TO BE DONE | State only the number of lines in the rows below that contain the string "tower". Matching is case-sensitive.

Point annotation entries for images |
# # #
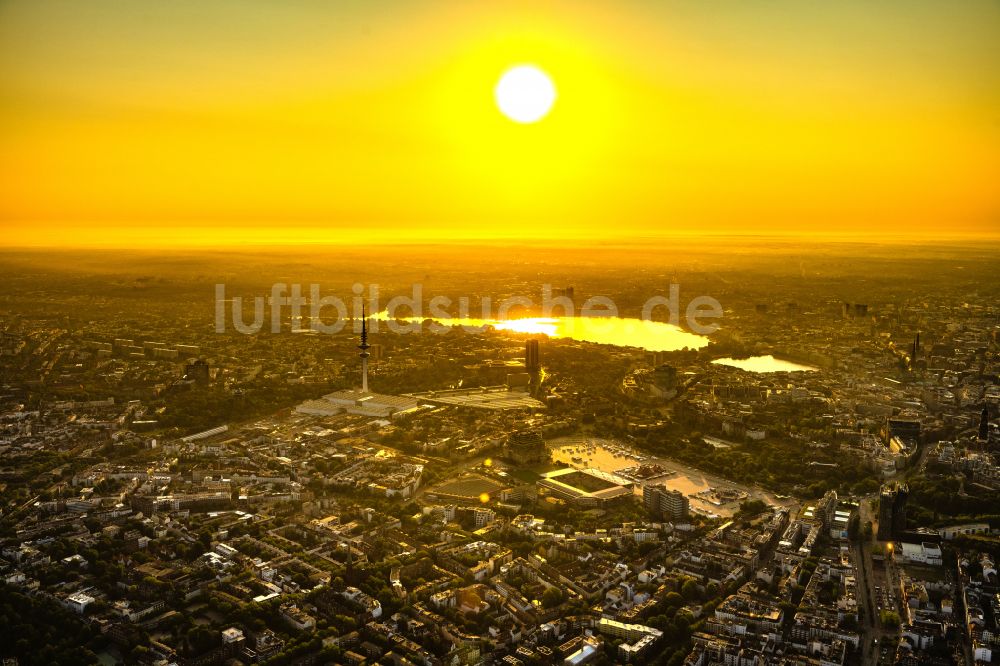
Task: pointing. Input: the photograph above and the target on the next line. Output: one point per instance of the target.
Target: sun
(525, 94)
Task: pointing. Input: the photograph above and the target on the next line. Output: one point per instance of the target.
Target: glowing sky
(211, 120)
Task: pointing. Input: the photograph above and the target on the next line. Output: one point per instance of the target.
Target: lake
(764, 364)
(621, 331)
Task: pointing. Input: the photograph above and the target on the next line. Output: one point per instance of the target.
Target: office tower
(672, 504)
(892, 510)
(532, 360)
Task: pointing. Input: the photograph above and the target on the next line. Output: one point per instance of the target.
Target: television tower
(364, 347)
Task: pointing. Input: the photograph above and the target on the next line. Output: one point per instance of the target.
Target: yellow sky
(221, 120)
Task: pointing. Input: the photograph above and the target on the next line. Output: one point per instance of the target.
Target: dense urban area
(815, 483)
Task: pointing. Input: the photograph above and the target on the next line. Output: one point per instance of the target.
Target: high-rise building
(672, 504)
(892, 510)
(532, 360)
(364, 347)
(525, 446)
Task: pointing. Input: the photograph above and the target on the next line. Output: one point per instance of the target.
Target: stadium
(588, 487)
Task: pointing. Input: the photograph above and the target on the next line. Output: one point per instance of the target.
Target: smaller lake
(764, 364)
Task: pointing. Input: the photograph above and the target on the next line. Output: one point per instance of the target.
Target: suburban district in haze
(440, 333)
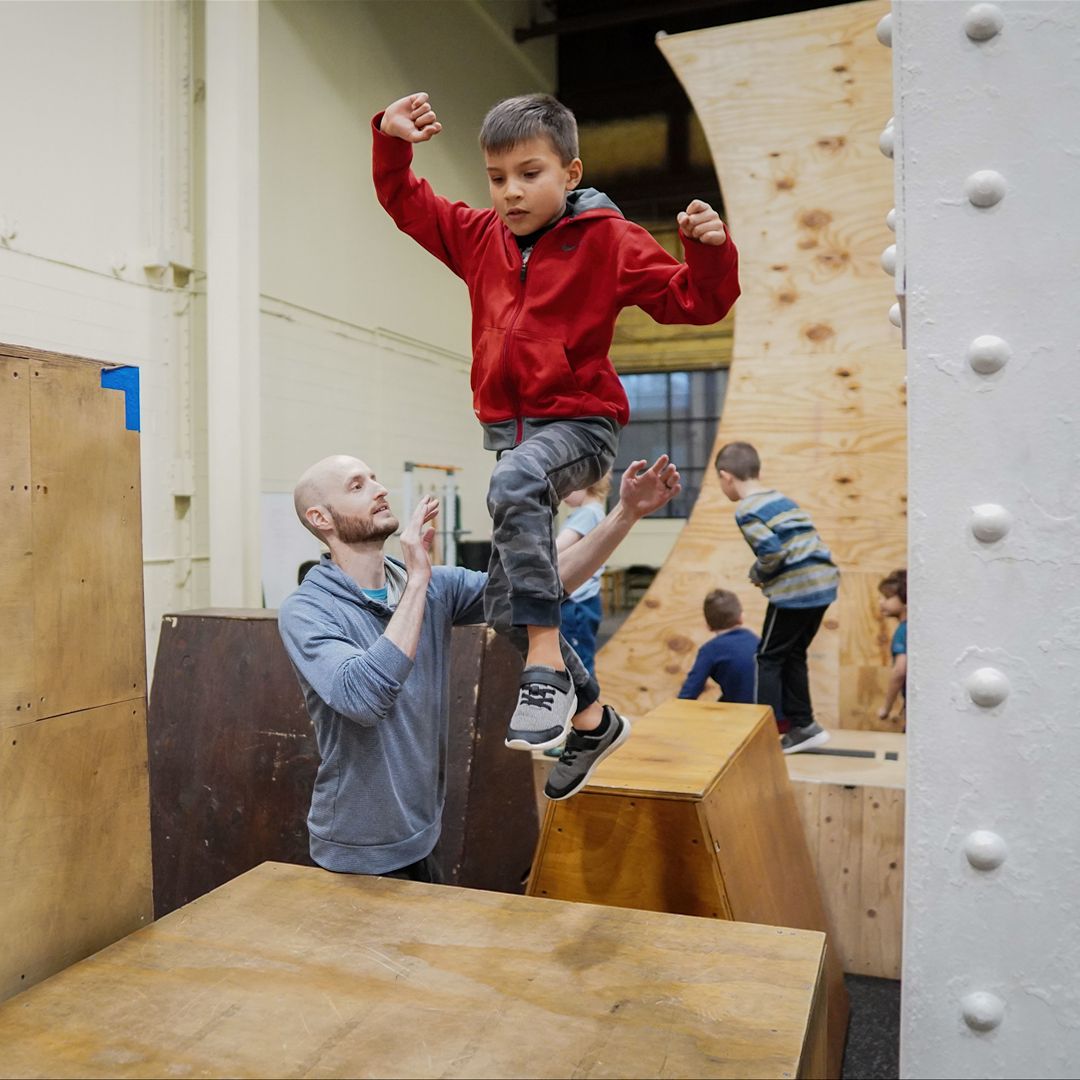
# # #
WRITTEN ANSWER | 2